What is being asked
In the water cycle article below, can you reproduce word for word the stretch from "The planet’s entire" through "and food production."?

Article
The planet’s entire water cycle, spanning oceans, atmosphere, and freshwater, is under strain.
In October 2024, rivers in the Amazon basin fell to historic low levels as Spain was experiencing the worst flooding in 30 years.
Last year saw similar extremes as the climate crisis pushed the hydrological cycle into unprecedented imbalance, making drought and flooding more intense and frequent.
Since 1900, the global land area affected by dry conditions has more than doubled, according to the OECD, impacting the availability of fresh drinking water and food production.
The World Bank estimates that almost a quarter of the global population – 1.8 billion people – are exposed to flood depths greater than 0.15 metres in a 1-in-100-year flood event, with the majority living in low- and middle-income countries.
Meanwhile the rate of ocean warming has quadrupled since the 1980s, which has cascading impacts including melting ice, rising sea levels and acidification.
We are seeing too much water in some places – floods, storms, rising seas – too little in others – droughts, scarcity, and drying rivers – and, increasingly, water that’s too polluted to use safely. What we're seeing is the Earth's water cycle is becoming increasingly out of balance.
As we enter 2026 – a 'Year of Water' that concludes with the third-ever UN Water Conference (Dec 2-4, UAE) in nearly 50 years – the world is at a critical moment when political will must finally match the scale of the crisis.

(Excerpts of location labeling data)
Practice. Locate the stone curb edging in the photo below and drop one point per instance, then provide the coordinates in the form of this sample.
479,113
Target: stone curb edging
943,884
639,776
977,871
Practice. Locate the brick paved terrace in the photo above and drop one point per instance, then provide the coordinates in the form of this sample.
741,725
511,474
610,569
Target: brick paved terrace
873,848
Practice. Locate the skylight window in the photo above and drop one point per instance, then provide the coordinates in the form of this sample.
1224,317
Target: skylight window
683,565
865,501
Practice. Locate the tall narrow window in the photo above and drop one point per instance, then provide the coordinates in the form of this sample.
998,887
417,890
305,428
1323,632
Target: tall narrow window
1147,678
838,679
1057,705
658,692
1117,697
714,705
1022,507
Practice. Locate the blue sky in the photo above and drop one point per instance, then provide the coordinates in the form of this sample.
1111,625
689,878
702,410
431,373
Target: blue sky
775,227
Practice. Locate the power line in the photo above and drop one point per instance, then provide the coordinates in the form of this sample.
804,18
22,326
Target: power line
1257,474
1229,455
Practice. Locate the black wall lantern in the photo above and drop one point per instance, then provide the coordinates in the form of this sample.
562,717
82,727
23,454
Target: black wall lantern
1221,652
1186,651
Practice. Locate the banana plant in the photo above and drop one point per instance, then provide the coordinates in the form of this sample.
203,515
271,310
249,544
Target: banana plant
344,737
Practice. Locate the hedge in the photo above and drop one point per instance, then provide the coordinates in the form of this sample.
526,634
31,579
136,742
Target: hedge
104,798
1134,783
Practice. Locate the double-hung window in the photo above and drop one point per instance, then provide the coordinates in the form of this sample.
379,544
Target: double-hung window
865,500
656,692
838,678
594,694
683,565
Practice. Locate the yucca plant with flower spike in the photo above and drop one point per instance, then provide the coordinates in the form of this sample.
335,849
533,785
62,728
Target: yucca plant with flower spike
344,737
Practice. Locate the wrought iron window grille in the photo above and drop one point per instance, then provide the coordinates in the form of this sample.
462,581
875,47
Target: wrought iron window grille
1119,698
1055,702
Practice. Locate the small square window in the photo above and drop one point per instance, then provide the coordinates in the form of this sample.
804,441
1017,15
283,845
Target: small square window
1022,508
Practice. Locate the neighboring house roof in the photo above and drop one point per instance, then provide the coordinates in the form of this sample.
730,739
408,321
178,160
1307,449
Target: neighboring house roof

Result below
The planet’s entire water cycle, spanning oceans, atmosphere, and freshwater, is under strain.
In October 2024, rivers in the Amazon basin fell to historic low levels as Spain was experiencing the worst flooding in 30 years.
Last year saw similar extremes as the climate crisis pushed the hydrological cycle into unprecedented imbalance, making drought and flooding more intense and frequent.
Since 1900, the global land area affected by dry conditions has more than doubled, according to the OECD, impacting the availability of fresh drinking water and food production.